▶ PROMPT 1
Do the following statements agree with the parenting post? For each, answer yes or no and quote the words of the post that decide it. (a) The writer once imagined that life with "big kids" would be easy. (b) The writer describes endless breastfeeding and nappy changing as restful. (c) The writer is currently in a battle with a school-aged child.
▶ PROMPT 2
From the parenting post, quote the passage between "Back in the" and "troubles are over.", inclusive.
▶ PROMPT 3
Rewrite the paragraph of the parenting post that begins "Back in the days when I was being woken" in a shorter form, keeping its main facts.

▶ SELECTED PASSAGE
-- Start --
Back in the days when I was being woken every night by multiple little sleepers, when my body was a milk-cow and toddler tantrums were destroying my peace, I would look enviously at the mothers of school-agers and think, lucky them. Their troubles are over.
I imagined that life with "big kids" would be... easy. Enjoyable. Simpler.
Now I shake my head over my naive new-mother-self. Poor deluded then-Simoney. How wrong you were.
Yes life is easier when you having full nights of unbroken sleep most of the time. Yes endless breastfeeding and nappy changing and baby-crying is incredibly draining and bloody hard work.
But. Life with school-aged kids is no picnic in the sun either.
There are battles. All kinds of them. Battles that test your courage, require wisdom and call into question your parenting tactics.
That is where I am here and now.
In the middle of a battle with a beloved school-ager.
-- End --
▶ DATASET RECORDS
-- Start --
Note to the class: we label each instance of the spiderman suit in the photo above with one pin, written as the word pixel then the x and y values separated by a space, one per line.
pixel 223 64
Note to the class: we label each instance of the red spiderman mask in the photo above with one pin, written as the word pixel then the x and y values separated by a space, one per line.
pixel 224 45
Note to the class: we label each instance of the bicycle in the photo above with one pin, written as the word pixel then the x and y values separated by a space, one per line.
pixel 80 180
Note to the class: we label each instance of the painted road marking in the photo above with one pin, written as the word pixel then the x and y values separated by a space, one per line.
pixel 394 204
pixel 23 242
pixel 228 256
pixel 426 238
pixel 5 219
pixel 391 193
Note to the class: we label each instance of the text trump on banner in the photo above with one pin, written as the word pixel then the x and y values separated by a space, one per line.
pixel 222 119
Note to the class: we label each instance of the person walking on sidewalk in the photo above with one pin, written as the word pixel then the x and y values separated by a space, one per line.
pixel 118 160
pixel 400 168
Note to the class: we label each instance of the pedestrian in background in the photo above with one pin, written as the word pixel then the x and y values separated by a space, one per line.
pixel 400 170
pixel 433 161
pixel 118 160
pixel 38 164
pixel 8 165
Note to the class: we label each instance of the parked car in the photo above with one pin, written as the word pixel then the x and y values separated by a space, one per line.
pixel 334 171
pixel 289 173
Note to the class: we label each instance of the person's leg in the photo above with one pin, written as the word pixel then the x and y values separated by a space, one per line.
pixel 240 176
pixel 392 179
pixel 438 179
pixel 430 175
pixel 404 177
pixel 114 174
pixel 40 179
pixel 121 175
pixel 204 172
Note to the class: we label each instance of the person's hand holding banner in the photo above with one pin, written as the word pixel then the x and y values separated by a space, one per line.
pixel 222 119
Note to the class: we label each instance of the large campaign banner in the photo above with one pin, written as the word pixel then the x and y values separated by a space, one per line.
-- End --
▶ FULL OUTPUT 1
(a) Yes: "I imagined that life with "big kids" would be... easy."
(b) No: "Yes endless breastfeeding and nappy changing and baby-crying is incredibly draining and bloody hard work."
(c) Yes: "In the middle of a battle with a beloved school-ager."

▶ FULL OUTPUT 2
Back in the days when I was being woken every night by multiple little sleepers, when my body was a milk-cow and toddler tantrums were destroying my peace, I would look enviously at the mothers of school-agers and think, lucky them. Their troubles are over.

▶ FULL OUTPUT 3
When the writer's young children woke every night, the writer's body was constantly feeding them, and toddler tantrums were wrecking the writer's peace. The writer envied mothers of school-aged children and believed their troubles were over.